◆ **Stated exercise**: Lay out every line of the material below as a numbered list, skipping any blank lines.

(Items taken from a data source)

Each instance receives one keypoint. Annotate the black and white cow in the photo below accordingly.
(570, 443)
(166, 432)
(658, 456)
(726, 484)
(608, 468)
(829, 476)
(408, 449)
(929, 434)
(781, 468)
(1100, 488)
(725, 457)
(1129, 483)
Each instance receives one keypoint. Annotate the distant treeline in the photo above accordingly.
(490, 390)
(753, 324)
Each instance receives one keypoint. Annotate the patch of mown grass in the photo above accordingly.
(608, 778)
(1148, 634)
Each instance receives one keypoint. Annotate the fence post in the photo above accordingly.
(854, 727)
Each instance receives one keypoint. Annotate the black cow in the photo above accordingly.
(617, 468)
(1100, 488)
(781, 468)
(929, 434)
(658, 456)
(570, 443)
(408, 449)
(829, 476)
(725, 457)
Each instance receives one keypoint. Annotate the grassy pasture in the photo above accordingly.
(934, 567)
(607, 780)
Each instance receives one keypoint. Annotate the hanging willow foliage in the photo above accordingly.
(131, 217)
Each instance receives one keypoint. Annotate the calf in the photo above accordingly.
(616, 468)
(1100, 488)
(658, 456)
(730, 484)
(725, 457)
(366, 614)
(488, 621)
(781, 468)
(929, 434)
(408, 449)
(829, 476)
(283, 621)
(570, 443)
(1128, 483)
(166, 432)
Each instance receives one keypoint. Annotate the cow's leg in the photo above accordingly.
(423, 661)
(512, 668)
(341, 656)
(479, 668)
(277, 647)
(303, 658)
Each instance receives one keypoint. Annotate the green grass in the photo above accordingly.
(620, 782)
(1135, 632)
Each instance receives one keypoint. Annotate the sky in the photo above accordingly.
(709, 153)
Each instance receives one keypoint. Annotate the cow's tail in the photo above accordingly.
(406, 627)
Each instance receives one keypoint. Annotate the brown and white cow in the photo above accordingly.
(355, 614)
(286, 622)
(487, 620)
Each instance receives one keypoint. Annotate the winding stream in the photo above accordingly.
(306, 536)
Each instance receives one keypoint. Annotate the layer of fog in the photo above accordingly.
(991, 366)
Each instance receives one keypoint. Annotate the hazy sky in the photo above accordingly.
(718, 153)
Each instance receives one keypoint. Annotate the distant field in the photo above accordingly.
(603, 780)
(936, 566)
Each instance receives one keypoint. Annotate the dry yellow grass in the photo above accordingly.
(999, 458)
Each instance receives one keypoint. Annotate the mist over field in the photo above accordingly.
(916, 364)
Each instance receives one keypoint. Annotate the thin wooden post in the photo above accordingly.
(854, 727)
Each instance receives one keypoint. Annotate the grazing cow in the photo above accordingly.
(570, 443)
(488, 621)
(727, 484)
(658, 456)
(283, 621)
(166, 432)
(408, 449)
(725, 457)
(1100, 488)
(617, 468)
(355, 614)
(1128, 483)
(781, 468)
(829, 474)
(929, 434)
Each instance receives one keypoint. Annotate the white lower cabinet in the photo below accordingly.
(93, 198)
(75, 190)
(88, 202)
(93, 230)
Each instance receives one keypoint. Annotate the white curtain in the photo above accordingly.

◆ **Answer to the task**:
1. Each instance receives one keypoint. Annotate the black and white cow in the photo below accordingly.
2. (570, 443)
3. (166, 432)
4. (658, 456)
5. (726, 484)
6. (608, 468)
7. (829, 476)
8. (408, 449)
9. (929, 434)
10. (781, 468)
11. (1100, 488)
12. (725, 457)
13. (1129, 483)
14. Each instance receives one keypoint. Annotate the distant treeline in the photo above accordingly.
15. (490, 390)
16. (753, 324)
17. Each instance receives one keypoint. Annotate the patch of mown grass in the photo above accordingly.
18. (608, 778)
19. (1148, 634)
20. Each instance receives one keypoint. Annotate the fence post in the photo above accordingly.
21. (854, 727)
22. Each instance receives one keypoint. Annotate the black cow in the photo above accordingly.
23. (617, 468)
24. (1100, 488)
25. (781, 468)
26. (929, 434)
27. (658, 456)
28. (570, 443)
29. (408, 449)
30. (829, 476)
31. (725, 457)
32. Each instance receives one keypoint. Annotate the grassy pasture in the photo above accordingly.
33. (934, 567)
34. (607, 780)
35. Each instance receives one keypoint. Annotate the hanging willow foliage in the photo above accordingly.
36. (131, 217)
37. Each instance receives one keypoint. Annotate the calf in the photo above accordingly.
38. (616, 468)
39. (1100, 488)
40. (658, 456)
41. (730, 484)
42. (725, 457)
43. (366, 614)
44. (488, 621)
45. (781, 468)
46. (929, 434)
47. (408, 449)
48. (829, 476)
49. (283, 621)
50. (570, 443)
51. (1128, 483)
52. (166, 432)
53. Each instance receives one keypoint. Annotate the cow's leg in the photo above accordingly.
54. (423, 661)
55. (512, 668)
56. (341, 656)
57. (479, 668)
58. (277, 647)
59. (303, 658)
60. Each instance receives one keypoint. Annotate the green grass in the photo above accordingly.
61. (620, 782)
62. (1135, 632)
63. Each instance receives one keypoint. Annotate the sky in the photo above accordingly.
64. (709, 153)
65. Each instance receives one keypoint. Annotate the cow's tail in the photo above accordingly.
66. (406, 627)
67. Each instance receives one keypoint. Annotate the brown and white cow in the photo above accordingly.
68. (355, 614)
69. (286, 622)
70. (487, 620)
71. Each instance receives one keypoint. Annotate the winding stream in the photo above accordingly.
72. (306, 536)
73. Each instance receives one keypoint. Annotate the layer of fog in the photo above accordingly.
74. (991, 366)
75. Each instance receives one keypoint. Annotate the hazy sky in the photo above accordingly.
76. (718, 153)
77. Each instance receives one keypoint. Annotate the distant field in the photo above accordingly.
78. (603, 780)
79. (936, 566)
80. Each instance receives one keypoint. Annotate the dry yellow grass in the photo above accordingly.
81. (999, 458)
82. Each instance receives one keypoint. Annotate the mist over field in the photo above accordingly.
83. (916, 364)
84. Each instance receives one keypoint. Annotate the thin wooden post in the photo above accordingly.
85. (854, 727)
86. Each instance receives one keypoint. Annotate the grazing cow in the photo above accordingly.
87. (570, 443)
88. (488, 621)
89. (727, 484)
90. (658, 456)
91. (283, 621)
92. (166, 432)
93. (408, 449)
94. (725, 457)
95. (1100, 488)
96. (617, 468)
97. (355, 614)
98. (1128, 483)
99. (781, 468)
100. (829, 474)
101. (929, 434)
102. Each instance receives one keypoint. Annotate the white lower cabinet in the photo below accordingly.
103. (93, 198)
104. (75, 190)
105. (88, 202)
106. (93, 230)
107. Each instance receives one keypoint. Annotate the white curtain in the photo above accordingly.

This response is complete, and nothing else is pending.